»»
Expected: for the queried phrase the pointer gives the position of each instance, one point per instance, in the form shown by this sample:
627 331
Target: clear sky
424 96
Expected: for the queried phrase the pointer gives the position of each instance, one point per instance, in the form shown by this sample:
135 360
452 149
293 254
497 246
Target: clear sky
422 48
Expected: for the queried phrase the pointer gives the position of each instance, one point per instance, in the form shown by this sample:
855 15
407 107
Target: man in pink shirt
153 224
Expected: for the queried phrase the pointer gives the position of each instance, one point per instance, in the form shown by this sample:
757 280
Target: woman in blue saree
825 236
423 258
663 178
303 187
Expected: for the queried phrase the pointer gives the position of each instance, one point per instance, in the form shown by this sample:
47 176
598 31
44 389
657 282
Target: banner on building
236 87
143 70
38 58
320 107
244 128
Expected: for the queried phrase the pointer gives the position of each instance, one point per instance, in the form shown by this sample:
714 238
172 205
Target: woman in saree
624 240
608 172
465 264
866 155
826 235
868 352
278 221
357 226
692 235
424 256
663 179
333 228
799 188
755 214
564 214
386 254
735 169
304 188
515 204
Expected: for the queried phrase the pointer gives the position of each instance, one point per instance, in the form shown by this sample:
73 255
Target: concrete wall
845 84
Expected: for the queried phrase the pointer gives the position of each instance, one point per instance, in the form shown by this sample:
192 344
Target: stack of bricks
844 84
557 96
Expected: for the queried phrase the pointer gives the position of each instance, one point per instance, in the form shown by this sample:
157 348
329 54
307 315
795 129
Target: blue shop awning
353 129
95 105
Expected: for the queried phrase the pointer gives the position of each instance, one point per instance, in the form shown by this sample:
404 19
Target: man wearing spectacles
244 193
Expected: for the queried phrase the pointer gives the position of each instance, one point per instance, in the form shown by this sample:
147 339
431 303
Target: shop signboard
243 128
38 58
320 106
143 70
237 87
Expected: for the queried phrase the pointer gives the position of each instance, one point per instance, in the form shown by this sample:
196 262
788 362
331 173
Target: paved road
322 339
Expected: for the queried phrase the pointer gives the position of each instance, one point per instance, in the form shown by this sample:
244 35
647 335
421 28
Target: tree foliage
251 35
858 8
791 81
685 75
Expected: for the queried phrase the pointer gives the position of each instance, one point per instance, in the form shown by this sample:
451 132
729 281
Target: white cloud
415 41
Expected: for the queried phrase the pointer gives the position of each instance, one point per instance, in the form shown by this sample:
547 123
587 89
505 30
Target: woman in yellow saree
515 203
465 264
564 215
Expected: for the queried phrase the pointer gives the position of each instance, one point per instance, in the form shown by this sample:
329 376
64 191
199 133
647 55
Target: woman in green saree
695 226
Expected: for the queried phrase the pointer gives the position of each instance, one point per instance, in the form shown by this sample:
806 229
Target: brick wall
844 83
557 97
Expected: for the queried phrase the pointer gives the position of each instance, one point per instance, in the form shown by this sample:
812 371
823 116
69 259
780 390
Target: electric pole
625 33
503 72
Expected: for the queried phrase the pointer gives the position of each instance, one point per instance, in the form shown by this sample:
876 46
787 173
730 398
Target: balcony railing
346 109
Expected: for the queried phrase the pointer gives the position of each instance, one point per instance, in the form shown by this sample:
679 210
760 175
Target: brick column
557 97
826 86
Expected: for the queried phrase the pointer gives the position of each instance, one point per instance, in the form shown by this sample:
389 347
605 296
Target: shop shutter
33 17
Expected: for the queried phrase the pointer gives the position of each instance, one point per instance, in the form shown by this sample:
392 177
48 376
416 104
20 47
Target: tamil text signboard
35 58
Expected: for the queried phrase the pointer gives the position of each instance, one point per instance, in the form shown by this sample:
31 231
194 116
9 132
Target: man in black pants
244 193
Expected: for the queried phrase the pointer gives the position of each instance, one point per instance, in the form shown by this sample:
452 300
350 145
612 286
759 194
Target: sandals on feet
««
Transcribe the whole listing exactly.

Expected output:
Expected: for the queried phrase the pointer gives the position of each instance, one point per instance, in the form shown by this sample:
627 331
Target: clear sky
424 96
Expected: for the queried phrase the pointer gives the position of each instance, one point per instance, in the form shown by this sample:
135 360
452 149
293 254
497 246
Target: clear sky
422 48
Expected: for the queried phrase the pointer gives the position of each instance, one point per instance, in the form shown by this sample:
855 15
407 107
Target: man in pink shirt
153 224
Expected: for the queried phrase the pointer gives the position of each instance, one point per instance, in the form shown by this sample:
757 280
Target: woman in blue saree
825 236
423 258
663 178
303 187
Expected: for the queried phrase the pointer gives the position of each instance, one point per instance, in the form shown by this sample:
47 176
598 31
44 389
657 282
Target: banner on building
236 87
143 70
38 58
320 107
244 128
Expected: for the queried phrase the pointer gives the position of each instance, one point per instance, in the form shown by this sample:
714 238
172 205
Target: woman in saree
624 240
608 172
465 264
866 155
826 235
868 352
278 221
357 226
692 235
424 256
663 179
333 228
799 188
755 214
564 214
386 254
735 169
304 188
515 204
Expected: for the queried phrase the pointer gives the position of each instance, one point per instance, in the form shown by this sample:
73 255
Target: concrete wall
845 84
Expected: for the queried phrase the pointer gives the position of each instance, one point per instance, in the form shown by this sample:
192 344
Target: stack of bricks
844 84
557 96
Expected: for the queried phrase the pointer gives the position of each instance, one point per instance, in the form shown by this sample:
157 348
329 54
307 315
795 129
Target: blue shop awning
353 129
95 105
Expected: for the queried phrase the pointer gives the position of each instance, one point per instance, in the form shown by this sample:
404 19
Target: man wearing spectacles
244 193
Expected: for the queried phrase the pointer gives the position of each instance, one point per instance, in the form shown by this sample:
147 339
431 303
Target: shop signboard
243 128
38 58
320 106
143 70
237 87
Expected: for the queried phrase the pointer gives the position of each instance, one point per instance, in the form shown by this sample:
196 262
788 362
331 173
Target: paved road
322 339
Expected: for the queried phrase the pointer gives the position of each instance, one point per instance, in the form shown by this sample:
244 35
647 335
421 28
Target: tree foliage
251 35
858 8
791 81
685 75
Expected: for the queried phrase the pointer gives the position of each instance, one point per instance, in the form shown by this sample:
451 132
729 281
Target: white cloud
415 41
Expected: for the queried phrase the pointer gives the position of each instance, one point per instance, in the form shown by this sample:
547 123
587 89
505 30
Target: woman in yellow saree
515 203
465 264
564 215
Expected: for the queried phrase the pointer gives the position of each instance, one point per instance, in the form shown by this sample:
329 376
64 191
199 133
647 55
Target: woman in green saree
695 226
Expected: for the queried phrase the pointer gives the position of each instance, one point per instance, in the form shown by this sample:
806 229
Target: brick wall
844 83
557 97
Expected: for the queried phrase the pointer gives the position of each instance, one point per instance, in the form shown by this sample:
812 371
823 116
69 259
780 390
Target: electric pole
625 33
503 72
Expected: for the queried phrase the pointer gives the position of each instance, one point per instance, in the form shown by this sample:
876 46
787 173
730 398
Target: balcony railing
346 109
Expected: for the queried phrase the pointer gives the position of each instance, one point per instance, in the form shown by this sample:
679 210
760 175
Target: brick column
557 97
826 86
Expected: for the queried phrase the pointer gives the position of each instance, one point per instance, in the form shown by this sample:
389 347
605 296
Target: shop shutter
33 17
Expected: for the queried phrase the pointer gives the position of each instance, one point per instance, in the form shown by this sample:
392 177
48 376
416 104
20 47
Target: tamil text signboard
35 58
Expected: for the queried phrase the pointer gives the position of each instance, one point per instance, in the form shown by this sample:
31 231
194 116
9 132
Target: man in black pants
244 193
Expected: for the queried phrase the pointer gives the position of each instance, one point per instance, in the form shown by this sample:
452 300
350 145
612 286
759 194
Target: sandals on feet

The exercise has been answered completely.